§ **Job A**
From the indexing thread below, write out the passage starting with "y_width = input_image.size(0)" and going on through "(x_width * y_width,), (2,))".
§ **Job B**
In the indexing thread below, what approach does the first reply say should work?
--- Start of Text provided ---
Index_select where the indices are 2D rather than 1D?

TheMountain · May 19, 2023, 6:53pm

Hi!

I’m trying to make my own nn.Module where the input and outputs are both 2D grayscale images. Each 2D output pixel (ignoring batches for now) will copy a pixel in the input 2D image, according to a provided lookup tensor of 2D co-ordinates. So, for example, this snippet would rotate the corner pixels (the ones with values 40 to 43) of the input 4x4 image clockwise:

        input_image = torch.Tensor([
            [40,  1,  2, 41],
            [ 3,  4,  5,  6],
            [ 7,  8,  9,  1],
            [42,  2,  3, 43]
        ])

        coords_to_look_up = torch.Tensor([
            [[3, 0], [0, 1], [0, 2], [0, 0]],
            [[1, 0], [1, 1], [1, 2], [1, 3]],
            [[2, 0], [2, 1], [2, 2], [2, 3]],
            [[3, 3], [3, 1], [3, 2], [0, 3]],
        ]).long()

        result_i_want = torch.Tensor([
            [42,  1,  2, 40],
            [ 3,  4,  5,  6],
            [ 7,  8,  9,  1],
            [43,  2,  3, 41]
        ])

What operation would I perform on input_image and coords_to_look_up to produce result_i_want? I found index_select, but it seems to only deal with 1D cases.

Thanks for any help.

ptrblck · May 19, 2023, 8:35pm

Direct indexing should work:

input_image[coords_to_look_up[:, :, 0], coords_to_look_up[:, :, 1]]

TheMountain · May 19, 2023, 8:47pm

Thank you! Your solution looks better than the monstrosity I just came up with, which I’ve put here as some sort of Friday horror show for you:

        x_width = input_image.size(1)
        y_width = input_image.size(0)
        input_array_flat = input_image.flatten(0)
        coord_sources_flat = coords_to_look_up.flatten(0)
        mult_y_by_x_size = torch.tensor([x_width, 1]).flatten(0).repeat(x_width * y_width)
        coords_y_scaled = coord_sources_flat * mult_y_by_x_size
        just_x_coords        = torch.as_strided(coords_y_scaled, (x_width * y_width,), (2,), 1)
        just_y_scaled_coords = torch.as_strided(coords_y_scaled, (x_width * y_width,), (2,))
        indices_flat = just_x_coords + just_y_scaled_coords
        result_i_want_flat = input_array_flat.index_select(0, indices_flat)
        
        result_i_want = result_i_want_flat.reshape((y_width, x_width))
--- End of Text provided ---
--- Start of Information supplied ---
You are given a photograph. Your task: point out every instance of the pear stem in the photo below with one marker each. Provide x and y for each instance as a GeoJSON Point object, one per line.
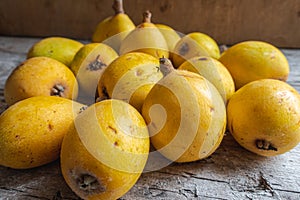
--- End of Information supplied ---
§ **Right answer A**
y_width = input_image.size(0)
        input_array_flat = input_image.flatten(0)
        coord_sources_flat = coords_to_look_up.flatten(0)
        mult_y_by_x_size = torch.tensor([x_width, 1]).flatten(0).repeat(x_width * y_width)
        coords_y_scaled = coord_sources_flat * mult_y_by_x_size
        just_x_coords        = torch.as_strided(coords_y_scaled, (x_width * y_width,), (2,), 1)
        just_y_scaled_coords = torch.as_strided(coords_y_scaled, (x_width * y_width,), (2,))

§ **Right answer B**
Direct indexing.